Start of Block

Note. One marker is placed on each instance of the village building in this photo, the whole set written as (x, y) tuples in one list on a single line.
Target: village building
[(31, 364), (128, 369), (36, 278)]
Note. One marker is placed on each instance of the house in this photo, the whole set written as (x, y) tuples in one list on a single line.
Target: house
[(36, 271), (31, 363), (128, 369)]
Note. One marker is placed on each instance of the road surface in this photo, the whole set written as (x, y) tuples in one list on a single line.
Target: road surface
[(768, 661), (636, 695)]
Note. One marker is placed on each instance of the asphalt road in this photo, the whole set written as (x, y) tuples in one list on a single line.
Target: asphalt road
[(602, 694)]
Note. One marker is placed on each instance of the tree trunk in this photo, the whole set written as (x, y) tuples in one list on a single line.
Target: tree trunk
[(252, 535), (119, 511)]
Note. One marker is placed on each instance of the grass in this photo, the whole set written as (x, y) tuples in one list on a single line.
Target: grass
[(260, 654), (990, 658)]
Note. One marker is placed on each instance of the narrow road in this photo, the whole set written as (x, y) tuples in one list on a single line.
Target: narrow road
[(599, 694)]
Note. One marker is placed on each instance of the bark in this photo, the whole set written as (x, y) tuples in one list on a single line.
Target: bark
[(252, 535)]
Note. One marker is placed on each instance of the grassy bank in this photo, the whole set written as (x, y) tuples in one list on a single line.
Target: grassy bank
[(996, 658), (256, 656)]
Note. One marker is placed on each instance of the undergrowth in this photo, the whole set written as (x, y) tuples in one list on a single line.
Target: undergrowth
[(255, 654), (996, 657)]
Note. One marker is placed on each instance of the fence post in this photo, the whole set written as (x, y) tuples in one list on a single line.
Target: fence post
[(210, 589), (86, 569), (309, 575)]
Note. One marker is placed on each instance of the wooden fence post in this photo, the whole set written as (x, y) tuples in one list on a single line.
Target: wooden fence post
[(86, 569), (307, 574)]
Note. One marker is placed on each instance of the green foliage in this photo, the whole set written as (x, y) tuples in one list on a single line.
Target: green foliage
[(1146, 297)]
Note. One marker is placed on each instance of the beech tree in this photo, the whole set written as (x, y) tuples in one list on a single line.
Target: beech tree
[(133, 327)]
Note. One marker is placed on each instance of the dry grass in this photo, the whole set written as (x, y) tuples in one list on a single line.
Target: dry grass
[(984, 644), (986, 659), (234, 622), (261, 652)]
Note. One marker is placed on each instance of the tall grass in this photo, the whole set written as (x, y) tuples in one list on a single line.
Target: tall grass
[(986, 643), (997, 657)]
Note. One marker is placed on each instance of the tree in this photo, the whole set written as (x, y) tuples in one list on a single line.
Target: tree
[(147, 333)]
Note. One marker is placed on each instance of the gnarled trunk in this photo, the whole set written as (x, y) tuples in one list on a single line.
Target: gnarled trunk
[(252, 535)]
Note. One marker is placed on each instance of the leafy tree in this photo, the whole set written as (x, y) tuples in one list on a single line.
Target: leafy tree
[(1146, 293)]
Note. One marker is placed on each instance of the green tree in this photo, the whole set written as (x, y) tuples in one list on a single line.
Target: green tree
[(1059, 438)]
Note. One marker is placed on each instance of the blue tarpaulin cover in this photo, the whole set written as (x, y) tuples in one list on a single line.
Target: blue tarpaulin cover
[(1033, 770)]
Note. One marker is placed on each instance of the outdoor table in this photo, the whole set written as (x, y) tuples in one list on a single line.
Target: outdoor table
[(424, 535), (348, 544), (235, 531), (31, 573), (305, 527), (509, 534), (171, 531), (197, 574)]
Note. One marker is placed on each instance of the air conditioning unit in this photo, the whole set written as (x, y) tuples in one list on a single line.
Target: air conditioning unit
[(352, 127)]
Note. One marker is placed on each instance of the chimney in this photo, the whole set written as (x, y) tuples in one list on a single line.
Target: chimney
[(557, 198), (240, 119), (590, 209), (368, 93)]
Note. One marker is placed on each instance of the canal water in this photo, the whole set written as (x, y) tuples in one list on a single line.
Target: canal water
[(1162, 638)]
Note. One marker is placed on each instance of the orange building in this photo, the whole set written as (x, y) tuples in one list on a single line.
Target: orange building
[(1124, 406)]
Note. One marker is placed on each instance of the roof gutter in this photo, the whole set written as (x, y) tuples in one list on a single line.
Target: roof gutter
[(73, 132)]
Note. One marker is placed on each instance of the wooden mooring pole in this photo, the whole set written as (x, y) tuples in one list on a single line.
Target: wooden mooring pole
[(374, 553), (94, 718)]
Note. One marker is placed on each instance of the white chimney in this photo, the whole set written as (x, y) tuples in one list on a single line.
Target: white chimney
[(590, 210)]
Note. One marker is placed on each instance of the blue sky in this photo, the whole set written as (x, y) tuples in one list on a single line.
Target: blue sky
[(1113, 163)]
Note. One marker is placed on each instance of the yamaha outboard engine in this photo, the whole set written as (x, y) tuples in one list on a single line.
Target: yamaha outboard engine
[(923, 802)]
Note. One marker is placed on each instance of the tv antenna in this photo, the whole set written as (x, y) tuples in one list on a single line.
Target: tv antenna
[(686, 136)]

End of Block

Would you print each line of the material exactly?

Note. One marker is placed on each instance of the village building in this photo, the whole set written as (x, y) tuples in one list on a single line.
Target: village building
[(31, 364), (128, 369), (36, 278)]
Note. One marker is placed on each instance of the house in this photo, the whole set written as (x, y) tuples in one list on a single line.
Target: house
[(36, 271), (31, 363), (128, 369)]
Note. One marker is placed on each instance of the road surface in this photo, the whole set written as (x, y) tuples in one list on a single line.
Target: road surface
[(768, 661), (636, 695)]
Note. One marker is placed on each instance of the asphalt road in this photo, the whole set written as (x, y) tuples in one list on a single line.
Target: asphalt road
[(602, 694)]
Note. One marker is placed on each instance of the tree trunk in this photo, the whole set written as (x, y) tuples in one list on a single line.
Target: tree trunk
[(252, 535), (119, 511)]
Note. One marker is placed on each instance of the grass in this photo, the whole set written as (x, y) tuples in one list on a single line.
Target: grass
[(260, 654), (990, 658)]
Note. One marker is placed on each instance of the narrow road in this photo, the whole set written as (x, y) tuples in one list on a single line.
Target: narrow road
[(599, 694)]
Note. One marker is placed on each instance of the bark in this photo, the whole set written as (x, y) tuples in one list on a single line.
Target: bark
[(252, 535)]
Note. One marker is placed on each instance of the grassy bank in this photo, the whole set written as (x, y) tuples in one list on a single line.
Target: grassy bank
[(996, 658), (256, 656)]
Note. One marker is placed on each instance of the undergrowth in this photo, the whole set written as (x, y) tuples in one list on a single line.
Target: undergrowth
[(255, 654), (996, 657)]
Note. One marker is placed on each instance of the fence post in this photo, the whole set written as (x, y) tuples in one list on a single line.
Target: fence post
[(210, 589), (86, 569), (309, 575)]
Note. One marker is placed on each instance of the wooden fence post in this photo, the whole set written as (x, y) tuples in one list on a single line.
Target: wooden fence post
[(86, 569), (307, 574)]
Note. One marker is placed on each instance of the green foliage in this photo, the whole set written as (x, y) tuples in one list on a single line.
Target: green foliage
[(1146, 297)]
Note. One marker is placed on each instance of the beech tree in this photo, the whole set written as (x, y) tuples in one list on a single line.
Target: beech tree
[(133, 327)]
Note. One marker is placed on each instance of the dry grass in this photo, the whole set written as (x, y) tuples in one list on a single line.
Target: dry grass
[(984, 644), (986, 659), (234, 622), (261, 652)]
Note. One marker is placed on each instance of the tall grass in this photo, the whole set written as (x, y) tuples in one list on a single line.
Target: tall grass
[(986, 643), (997, 657)]
Note. One marker is placed on each instance of the tree in this photo, the whole set written as (x, y) tuples in one list on a single line.
Target: tree
[(147, 333)]
Note. One marker is placed on each instance of the gnarled trunk in this photo, the whole set written as (x, y) tuples in one list on a single line.
Target: gnarled trunk
[(252, 535)]
Note. One marker is placed on each instance of the leafy tree in this photo, the whole set written as (x, y) tuples in one list on a single line.
Target: leafy tree
[(1146, 293)]
Note. One marker is placed on each instance of the green tree in this photo, the whole set written as (x, y) tuples in one list on a single line.
Target: green tree
[(1059, 438)]
Note. One marker is placed on each instance of the blue tarpaulin cover in this photo, the whole set written as (x, y) tuples in one list on a single line.
Target: blue tarpaulin cover
[(1033, 770)]
Note. One marker is placed on each instance of the outdoor table in this photo, the whole set written as (x, y) tuples in one list on a single line.
Target: outdoor table
[(424, 535), (348, 544), (235, 531), (31, 573), (305, 527), (509, 534), (171, 531), (197, 574)]
Note. One marker is placed on each instance of the air conditioning unit in this photo, the whole set written as (x, y) tuples in one list on a single line.
Target: air conditioning unit
[(352, 127)]
Note. One marker is placed on each instance of the chimney in this photo, the whole set written as (x, y) tuples in one list on a single line.
Target: chimney
[(557, 198), (240, 119), (590, 209), (368, 93)]
Note. One marker is placed on each instance of the canal water in this photo, the whole set written as (x, y) tuples in one list on a single line.
Target: canal water
[(1162, 638)]
Note. One marker is placed on each instance of the orange building in this photo, the whole set written as (x, y) tuples in one list on a single line.
Target: orange building
[(1124, 406)]
Note. One marker is placed on each instance of the roof gutter in this photo, the whole set written as (x, y) tuples in one list on a single line.
Target: roof gutter
[(73, 132)]
Note. One marker is placed on each instance of the wooden mooring pole in this photo, the whole set written as (x, y) tuples in one list on a single line.
Target: wooden mooring pole
[(374, 553), (94, 718)]
Note. One marker is placed on each instance of the white chimney in this photo, the whole set written as (x, y) tuples in one list on a single line.
Target: white chimney
[(590, 210)]
Note. One marker is placed on each instance of the blue sky in this photo, the whole set written as (x, y) tuples in one list on a single line.
Target: blue sky
[(1113, 163)]
Note. One marker is placed on each instance of the yamaha outboard engine in this photo, the whole set written as (x, y) tuples in one list on a single line.
Target: yamaha outboard engine
[(923, 802)]
Note. One marker is placed on each instance of the tv antenna in this photo, the whole set written as (x, y) tuples in one list on a single line.
Target: tv antenna
[(686, 136)]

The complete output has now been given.